Gestellte Aufgabe 1. Geben Sie aus dem Bericht über die Wärmebildflüge über Essen den Abschnitt wortgetreu wieder. Beginnen Sie bei den Worten „Geflogen wurde nur“ und enden Sie nach „kein Schnee liegen.“.
Gestellte Aufgabe 2.
Beantworten Sie anhand des Berichts über die Wärmebildflüge über Essen folgende Fragen:
(a) Mit welchem Flugzeugtyp wurde über Essen geflogen?
(b) In welcher Höhe fanden die Flüge statt?
(c) Wie viele der erfassten Dächer gehören zu Wohngebäuden?
Gestellte Aufgabe 3. Führen Sie den Bericht über die Wärmebildaufnahmen der Essener Dächer im Anschluss an seinen letzten Satz weiter.

Auszug.
Essen. . Mit einem Spezialflugzeug haben die Stadt, RWE Deutschland und der TÜV Rheinland alle 213.359 Essener Dächer erfasst. 24.000 Wärmebilder sollen dabei helfen, Energiefresser im Gebäudebestand auszumachen. Mit den neuartigen Informationen aus der Luft lassen sich Wärmeverluste bewerten.
Es rattert laut auf dem Flughafen Essen-Mülheim, erst springt der rechte Propeller an, dann schaltet der Pilot Douglas Strömberg die zweite Maschine hinzu. Und hebt mit der Cessna 404 Titan der belgischen Firma Eurosense zum Flug über Essen ab.
Etwa 80 Flugschleifen muss er drehen, in drei Nächten, was zwölf Flugstunden entspricht. Und das in gerade mal 1000 Metern Höhe, damit die Stadt Essen, der TÜV Rheinland sowie die RWE Deutschland AG verkünden können, worauf sie bereits lange gewartet haben. „Wir sind fertig“, heißt es da wenig später im Flughafengebäude. Das gesamte Stadtgebiet ist im Kasten: 24.000 Bilder.
Geflogen wurde nur bei Nacht
Mit dem relativ neuen Verfahren der luftgestützten Thermografie haben die Partner in den vergangenen Wochen, wenn die Bedingungen stimmten, Wärmebilder erstellt. Maximal fünf Grad waren erlaubt, dazu musste es windstill und trocken sein; auf den Dächern durfte außerdem kein Schnee liegen.
Die gewonnenen Aufnahmen werden nun genutzt, um die energetischen Dämmeigenschaften der Gebäudedächer in Essen zu analysieren, wohlgemerkt aller 213.359 Dächer. In 93.242 Fällen handelt es sich um Dächer von Wohngebäuden, 80 Prozent davon sind in Privatbesitz. Mit den neuartigen Informationen aus der Luft lassen sich Wärmeverluste bewerten.

Datenzeilen.
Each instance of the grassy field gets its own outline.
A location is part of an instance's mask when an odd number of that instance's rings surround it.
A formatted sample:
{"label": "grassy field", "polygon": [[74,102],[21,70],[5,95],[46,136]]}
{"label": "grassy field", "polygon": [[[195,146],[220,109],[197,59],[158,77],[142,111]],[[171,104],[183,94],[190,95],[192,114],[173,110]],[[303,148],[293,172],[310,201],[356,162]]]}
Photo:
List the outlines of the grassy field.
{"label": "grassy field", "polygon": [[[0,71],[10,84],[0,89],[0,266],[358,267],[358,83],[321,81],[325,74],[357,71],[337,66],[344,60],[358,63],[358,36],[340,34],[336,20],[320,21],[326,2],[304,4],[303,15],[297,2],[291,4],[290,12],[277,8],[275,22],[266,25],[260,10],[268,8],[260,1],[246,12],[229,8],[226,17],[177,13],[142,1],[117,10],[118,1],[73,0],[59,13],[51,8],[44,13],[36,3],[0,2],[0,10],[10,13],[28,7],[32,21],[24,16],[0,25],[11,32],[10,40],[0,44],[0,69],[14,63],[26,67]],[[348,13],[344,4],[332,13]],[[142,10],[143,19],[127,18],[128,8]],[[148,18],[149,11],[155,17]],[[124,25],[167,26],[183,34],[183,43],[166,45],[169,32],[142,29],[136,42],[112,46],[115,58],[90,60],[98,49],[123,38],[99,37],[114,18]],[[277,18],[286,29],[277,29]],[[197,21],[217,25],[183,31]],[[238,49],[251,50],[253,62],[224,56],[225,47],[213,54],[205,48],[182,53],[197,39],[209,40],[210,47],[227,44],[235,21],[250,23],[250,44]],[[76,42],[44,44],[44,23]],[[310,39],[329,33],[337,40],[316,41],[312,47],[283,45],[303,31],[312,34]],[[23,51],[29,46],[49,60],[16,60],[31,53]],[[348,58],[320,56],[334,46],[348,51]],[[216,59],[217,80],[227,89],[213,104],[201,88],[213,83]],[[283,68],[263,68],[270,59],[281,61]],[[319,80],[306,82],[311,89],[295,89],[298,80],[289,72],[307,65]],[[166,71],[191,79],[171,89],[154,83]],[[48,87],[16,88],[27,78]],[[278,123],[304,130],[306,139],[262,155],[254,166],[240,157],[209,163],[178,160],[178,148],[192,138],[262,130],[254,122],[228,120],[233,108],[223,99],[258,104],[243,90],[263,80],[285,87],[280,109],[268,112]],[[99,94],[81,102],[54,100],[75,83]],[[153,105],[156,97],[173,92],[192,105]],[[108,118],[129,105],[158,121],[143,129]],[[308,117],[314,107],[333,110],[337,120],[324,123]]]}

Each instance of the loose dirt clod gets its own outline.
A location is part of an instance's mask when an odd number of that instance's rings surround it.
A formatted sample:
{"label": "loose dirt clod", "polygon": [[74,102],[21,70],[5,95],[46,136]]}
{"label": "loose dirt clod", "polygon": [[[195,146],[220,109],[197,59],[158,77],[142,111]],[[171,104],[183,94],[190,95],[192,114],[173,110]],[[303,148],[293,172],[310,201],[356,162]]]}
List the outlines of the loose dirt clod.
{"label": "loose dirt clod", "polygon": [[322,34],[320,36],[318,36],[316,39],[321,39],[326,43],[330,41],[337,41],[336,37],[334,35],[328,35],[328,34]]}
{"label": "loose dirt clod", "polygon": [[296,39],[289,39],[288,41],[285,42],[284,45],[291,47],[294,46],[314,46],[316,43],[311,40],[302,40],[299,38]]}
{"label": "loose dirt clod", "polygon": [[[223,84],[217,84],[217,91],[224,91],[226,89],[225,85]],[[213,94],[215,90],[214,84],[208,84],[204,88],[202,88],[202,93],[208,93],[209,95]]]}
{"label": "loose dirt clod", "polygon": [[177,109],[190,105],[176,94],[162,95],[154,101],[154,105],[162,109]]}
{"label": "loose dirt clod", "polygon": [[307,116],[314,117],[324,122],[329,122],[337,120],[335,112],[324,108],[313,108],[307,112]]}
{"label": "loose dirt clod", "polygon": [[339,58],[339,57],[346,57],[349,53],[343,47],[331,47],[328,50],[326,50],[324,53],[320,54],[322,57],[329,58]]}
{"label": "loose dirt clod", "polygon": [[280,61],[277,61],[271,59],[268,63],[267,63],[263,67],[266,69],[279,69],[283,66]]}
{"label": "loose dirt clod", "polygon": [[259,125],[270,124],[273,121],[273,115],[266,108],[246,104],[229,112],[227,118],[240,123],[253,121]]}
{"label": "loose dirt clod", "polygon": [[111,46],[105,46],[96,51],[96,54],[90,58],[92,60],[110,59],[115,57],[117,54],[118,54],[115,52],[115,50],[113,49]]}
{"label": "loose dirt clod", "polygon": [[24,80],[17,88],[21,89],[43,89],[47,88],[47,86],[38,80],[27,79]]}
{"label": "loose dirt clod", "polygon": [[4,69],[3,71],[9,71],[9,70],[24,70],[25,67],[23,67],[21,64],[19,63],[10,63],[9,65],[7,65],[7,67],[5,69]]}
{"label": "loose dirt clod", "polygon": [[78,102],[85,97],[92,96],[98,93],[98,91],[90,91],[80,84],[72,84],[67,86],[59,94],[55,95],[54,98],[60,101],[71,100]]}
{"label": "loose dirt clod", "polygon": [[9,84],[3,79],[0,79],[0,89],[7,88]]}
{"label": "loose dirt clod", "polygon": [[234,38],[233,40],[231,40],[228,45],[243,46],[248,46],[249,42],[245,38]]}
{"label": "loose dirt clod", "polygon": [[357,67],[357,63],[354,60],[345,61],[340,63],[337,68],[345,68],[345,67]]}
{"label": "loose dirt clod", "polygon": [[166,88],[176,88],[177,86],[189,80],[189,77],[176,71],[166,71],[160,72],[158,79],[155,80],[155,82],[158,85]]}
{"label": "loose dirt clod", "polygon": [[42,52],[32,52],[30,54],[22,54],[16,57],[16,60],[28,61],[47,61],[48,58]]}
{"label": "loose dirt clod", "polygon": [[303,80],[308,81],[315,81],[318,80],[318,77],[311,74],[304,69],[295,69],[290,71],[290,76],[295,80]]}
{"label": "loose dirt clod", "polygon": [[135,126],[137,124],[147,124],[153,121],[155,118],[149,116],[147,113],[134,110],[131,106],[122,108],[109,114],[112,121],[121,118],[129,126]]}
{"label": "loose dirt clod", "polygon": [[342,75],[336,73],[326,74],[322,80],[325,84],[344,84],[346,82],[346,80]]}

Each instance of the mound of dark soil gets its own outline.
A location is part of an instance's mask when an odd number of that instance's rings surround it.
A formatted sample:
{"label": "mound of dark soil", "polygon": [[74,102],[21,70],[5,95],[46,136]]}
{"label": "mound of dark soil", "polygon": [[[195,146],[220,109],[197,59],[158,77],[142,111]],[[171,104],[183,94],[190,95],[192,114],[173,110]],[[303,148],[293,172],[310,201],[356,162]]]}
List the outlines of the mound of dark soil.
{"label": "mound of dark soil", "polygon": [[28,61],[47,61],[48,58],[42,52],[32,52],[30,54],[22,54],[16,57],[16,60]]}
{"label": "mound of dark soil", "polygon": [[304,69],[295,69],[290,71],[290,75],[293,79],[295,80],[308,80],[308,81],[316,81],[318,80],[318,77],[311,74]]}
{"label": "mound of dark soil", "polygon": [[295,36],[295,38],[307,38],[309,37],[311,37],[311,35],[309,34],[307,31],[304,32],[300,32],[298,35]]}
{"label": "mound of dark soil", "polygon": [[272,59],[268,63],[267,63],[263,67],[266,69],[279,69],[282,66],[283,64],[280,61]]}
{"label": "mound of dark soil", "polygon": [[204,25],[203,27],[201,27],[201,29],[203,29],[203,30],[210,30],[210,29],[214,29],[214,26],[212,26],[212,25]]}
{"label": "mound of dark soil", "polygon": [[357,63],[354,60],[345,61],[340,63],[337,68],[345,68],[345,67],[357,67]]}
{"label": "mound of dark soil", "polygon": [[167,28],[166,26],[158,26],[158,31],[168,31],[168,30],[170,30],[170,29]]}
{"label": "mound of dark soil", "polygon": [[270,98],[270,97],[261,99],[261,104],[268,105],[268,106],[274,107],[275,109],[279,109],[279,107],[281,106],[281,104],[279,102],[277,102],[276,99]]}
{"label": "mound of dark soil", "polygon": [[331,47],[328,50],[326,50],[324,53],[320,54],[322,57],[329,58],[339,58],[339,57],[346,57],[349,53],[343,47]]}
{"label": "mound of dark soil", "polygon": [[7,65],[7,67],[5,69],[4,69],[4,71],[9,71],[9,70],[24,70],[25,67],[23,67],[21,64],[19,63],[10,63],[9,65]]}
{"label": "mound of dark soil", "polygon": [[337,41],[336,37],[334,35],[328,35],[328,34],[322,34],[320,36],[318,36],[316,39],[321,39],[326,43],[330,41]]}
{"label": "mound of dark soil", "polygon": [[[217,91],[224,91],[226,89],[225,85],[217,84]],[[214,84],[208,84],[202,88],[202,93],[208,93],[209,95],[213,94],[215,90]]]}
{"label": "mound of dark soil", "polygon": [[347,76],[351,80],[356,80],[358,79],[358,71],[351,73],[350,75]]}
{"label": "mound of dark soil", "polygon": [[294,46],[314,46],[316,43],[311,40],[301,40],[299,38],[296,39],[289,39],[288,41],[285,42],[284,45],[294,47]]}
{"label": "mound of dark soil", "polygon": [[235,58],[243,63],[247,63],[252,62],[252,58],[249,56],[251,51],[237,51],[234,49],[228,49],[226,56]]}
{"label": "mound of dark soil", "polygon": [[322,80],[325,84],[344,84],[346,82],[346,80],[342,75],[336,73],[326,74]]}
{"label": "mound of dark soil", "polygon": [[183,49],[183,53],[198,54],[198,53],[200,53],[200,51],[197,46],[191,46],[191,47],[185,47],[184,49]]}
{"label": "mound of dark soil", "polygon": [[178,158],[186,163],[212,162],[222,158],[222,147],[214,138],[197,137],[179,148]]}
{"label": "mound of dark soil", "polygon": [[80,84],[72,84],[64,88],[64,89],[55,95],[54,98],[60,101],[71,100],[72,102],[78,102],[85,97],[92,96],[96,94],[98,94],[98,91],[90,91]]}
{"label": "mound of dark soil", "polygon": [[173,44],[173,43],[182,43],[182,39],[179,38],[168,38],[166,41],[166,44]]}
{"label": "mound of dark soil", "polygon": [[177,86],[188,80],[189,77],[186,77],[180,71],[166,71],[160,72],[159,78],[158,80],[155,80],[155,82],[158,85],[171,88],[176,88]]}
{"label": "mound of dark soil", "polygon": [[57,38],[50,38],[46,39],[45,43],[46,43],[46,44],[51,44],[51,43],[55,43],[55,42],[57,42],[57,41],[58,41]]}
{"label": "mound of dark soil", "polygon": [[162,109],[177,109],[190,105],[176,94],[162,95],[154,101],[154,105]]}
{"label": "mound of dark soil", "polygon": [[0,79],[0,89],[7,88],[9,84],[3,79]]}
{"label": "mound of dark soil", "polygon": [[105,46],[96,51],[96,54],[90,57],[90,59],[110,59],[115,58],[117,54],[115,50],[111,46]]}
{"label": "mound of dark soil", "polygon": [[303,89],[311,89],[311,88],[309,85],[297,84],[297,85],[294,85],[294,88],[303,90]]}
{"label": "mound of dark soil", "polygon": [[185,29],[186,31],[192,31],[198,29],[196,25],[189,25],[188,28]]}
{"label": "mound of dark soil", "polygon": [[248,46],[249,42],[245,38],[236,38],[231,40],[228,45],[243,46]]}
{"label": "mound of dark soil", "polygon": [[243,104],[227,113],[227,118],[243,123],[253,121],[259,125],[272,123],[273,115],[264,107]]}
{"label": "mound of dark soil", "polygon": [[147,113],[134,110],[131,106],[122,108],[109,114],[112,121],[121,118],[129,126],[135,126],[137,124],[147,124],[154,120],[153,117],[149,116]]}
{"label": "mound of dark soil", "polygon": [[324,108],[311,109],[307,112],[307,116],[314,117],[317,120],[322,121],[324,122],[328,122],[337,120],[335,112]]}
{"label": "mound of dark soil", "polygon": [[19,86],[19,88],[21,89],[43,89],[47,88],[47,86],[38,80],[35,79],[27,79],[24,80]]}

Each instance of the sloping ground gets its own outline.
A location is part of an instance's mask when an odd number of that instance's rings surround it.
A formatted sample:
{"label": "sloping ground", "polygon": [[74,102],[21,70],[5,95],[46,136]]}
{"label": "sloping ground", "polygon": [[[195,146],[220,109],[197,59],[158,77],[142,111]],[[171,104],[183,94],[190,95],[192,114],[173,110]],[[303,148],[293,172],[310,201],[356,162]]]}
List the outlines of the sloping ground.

...

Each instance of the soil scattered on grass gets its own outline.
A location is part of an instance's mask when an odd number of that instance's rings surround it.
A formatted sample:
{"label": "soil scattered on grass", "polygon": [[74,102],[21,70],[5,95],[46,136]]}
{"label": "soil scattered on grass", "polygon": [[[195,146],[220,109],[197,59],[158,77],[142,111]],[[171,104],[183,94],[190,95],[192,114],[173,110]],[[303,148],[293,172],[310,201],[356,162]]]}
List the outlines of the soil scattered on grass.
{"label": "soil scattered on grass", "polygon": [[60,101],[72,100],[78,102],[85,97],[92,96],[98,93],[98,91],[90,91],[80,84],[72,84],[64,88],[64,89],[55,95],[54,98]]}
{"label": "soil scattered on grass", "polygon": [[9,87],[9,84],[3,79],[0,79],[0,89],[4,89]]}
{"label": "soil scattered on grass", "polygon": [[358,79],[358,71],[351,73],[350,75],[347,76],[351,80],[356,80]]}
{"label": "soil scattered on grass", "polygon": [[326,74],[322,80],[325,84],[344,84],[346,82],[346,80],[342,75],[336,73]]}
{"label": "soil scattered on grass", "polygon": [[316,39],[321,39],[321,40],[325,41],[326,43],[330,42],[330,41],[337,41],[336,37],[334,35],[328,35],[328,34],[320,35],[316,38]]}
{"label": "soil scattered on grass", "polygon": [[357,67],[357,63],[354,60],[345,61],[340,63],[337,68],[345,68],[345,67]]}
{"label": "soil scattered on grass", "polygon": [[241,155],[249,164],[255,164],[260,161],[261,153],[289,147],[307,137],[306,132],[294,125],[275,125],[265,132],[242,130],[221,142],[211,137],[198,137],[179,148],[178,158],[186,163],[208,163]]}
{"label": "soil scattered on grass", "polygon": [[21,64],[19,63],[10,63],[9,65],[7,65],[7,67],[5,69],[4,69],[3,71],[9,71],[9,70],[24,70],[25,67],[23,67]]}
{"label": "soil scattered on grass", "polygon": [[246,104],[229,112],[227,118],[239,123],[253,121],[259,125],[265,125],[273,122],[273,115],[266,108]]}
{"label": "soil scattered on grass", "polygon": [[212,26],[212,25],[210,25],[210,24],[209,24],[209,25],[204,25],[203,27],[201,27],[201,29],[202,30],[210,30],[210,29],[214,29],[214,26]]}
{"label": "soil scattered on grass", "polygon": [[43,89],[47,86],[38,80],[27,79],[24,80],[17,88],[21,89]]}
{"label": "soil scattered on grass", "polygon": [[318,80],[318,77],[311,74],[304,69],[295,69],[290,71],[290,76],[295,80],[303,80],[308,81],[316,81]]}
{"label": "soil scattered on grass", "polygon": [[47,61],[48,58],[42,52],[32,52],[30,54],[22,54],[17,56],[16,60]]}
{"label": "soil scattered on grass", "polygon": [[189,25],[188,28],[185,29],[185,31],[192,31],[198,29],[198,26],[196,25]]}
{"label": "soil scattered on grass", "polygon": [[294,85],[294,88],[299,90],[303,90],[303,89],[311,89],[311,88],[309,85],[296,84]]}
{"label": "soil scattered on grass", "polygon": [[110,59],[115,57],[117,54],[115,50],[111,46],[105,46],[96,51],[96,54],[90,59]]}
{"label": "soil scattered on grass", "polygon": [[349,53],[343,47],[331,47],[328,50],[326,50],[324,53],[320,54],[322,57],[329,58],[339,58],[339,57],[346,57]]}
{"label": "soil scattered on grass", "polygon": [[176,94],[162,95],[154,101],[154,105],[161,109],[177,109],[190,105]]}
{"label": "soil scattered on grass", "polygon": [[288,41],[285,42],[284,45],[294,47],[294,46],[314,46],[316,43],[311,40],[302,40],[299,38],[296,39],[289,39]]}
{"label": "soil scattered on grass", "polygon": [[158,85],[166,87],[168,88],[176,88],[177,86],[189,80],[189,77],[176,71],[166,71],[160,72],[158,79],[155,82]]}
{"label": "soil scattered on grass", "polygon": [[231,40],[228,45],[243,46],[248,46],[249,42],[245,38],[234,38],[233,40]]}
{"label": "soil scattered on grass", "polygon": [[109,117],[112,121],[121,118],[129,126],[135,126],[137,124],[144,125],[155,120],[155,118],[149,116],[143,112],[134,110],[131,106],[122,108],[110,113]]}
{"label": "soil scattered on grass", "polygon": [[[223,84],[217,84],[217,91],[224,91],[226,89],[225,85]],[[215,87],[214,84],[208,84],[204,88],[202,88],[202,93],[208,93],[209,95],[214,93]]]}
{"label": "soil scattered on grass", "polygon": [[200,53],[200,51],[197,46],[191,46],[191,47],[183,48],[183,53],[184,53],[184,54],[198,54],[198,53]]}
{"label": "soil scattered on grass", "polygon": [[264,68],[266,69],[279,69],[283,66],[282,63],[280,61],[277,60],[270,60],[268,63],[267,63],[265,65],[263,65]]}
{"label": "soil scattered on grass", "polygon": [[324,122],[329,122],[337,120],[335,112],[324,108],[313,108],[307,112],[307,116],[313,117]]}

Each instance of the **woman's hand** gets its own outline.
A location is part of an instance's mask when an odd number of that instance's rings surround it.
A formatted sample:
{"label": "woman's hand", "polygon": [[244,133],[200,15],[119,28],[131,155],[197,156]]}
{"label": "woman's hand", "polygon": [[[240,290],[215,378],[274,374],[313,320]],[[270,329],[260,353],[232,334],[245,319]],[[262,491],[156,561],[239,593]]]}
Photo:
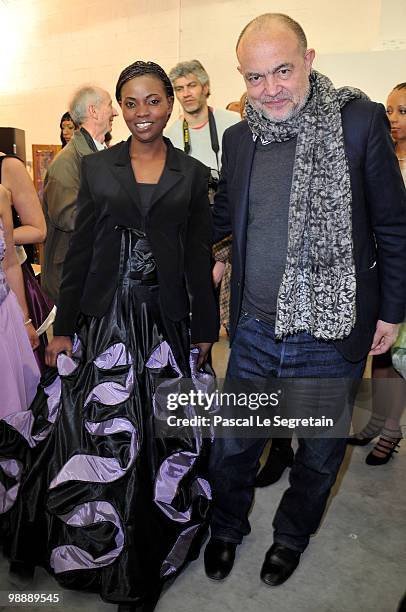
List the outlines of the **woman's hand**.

Antwort 1.
Geflogen wurde nur bei Nacht
Mit dem relativ neuen Verfahren der luftgestützten Thermografie haben die Partner in den vergangenen Wochen, wenn die Bedingungen stimmten, Wärmebilder erstellt. Maximal fünf Grad waren erlaubt, dazu musste es windstill und trocken sein; auf den Dächern durfte außerdem kein Schnee liegen.

Antwort 2.
(a) Mit einer Cessna 404 Titan.
(b) In 1000 Metern Höhe.
(c) 93.242.

Antwort 3.
Sensibilisierung für das Energiesparen
Das Ziel des Projekts „RWE-Flugthermografie“ ist es, die Bürger fürs Thema Energiesparen zu interessieren, sie zu sensibilisieren und langfristig durch energetische Sanierungsarbeiten die Energieeffizienz im Gebäudebestand Essens zu verbessern. Im Herbst, so der aktuelle Plan, könne jeder Hauseigentümer von der Stadt sein individuelles Wärmebild erhalten. Bezahlen müsse er dafür nichts; die Kosten fürs Projekt trägt RWE Deutschland.
Da die Qualität der Dachisolierung ein aussagekräftiger Indikator für den gesamten energetischen Zustand des Hauses ist, bieten die Bilder eine gute Entscheidungsgrundlage für mögliche Sanierungen. „Eine ausgiebige Energieberatung vor Ort kann dieses Wärmebild jedoch nicht ersetzen“, so Silke Katharina Berger von RWE. Die Stadt und der Energiekonzern werden im Herbst individuell beraten und allgemeine Informations-Veranstaltungen anbieten.
Viel moderne Technik im Flugzeug
Um aussagefähiges Bildmaterial zu erhalten, konnte das Spezialflugzeug von Eurosense, in das neben einer Thermokamera reichlich hoch sensible Technik und Computer eingebaut sind, nur nachts fliegen. „Am Tag ist eine Messung nicht sinnvoll. Denn die Sonneneinstrahlung, die alle Körper, vor allem Gebäude und Straßen aufheizt, würde das Ergebnis wertlos machen“, so Rolf Wilting, Chef von Eurosense Deutschland.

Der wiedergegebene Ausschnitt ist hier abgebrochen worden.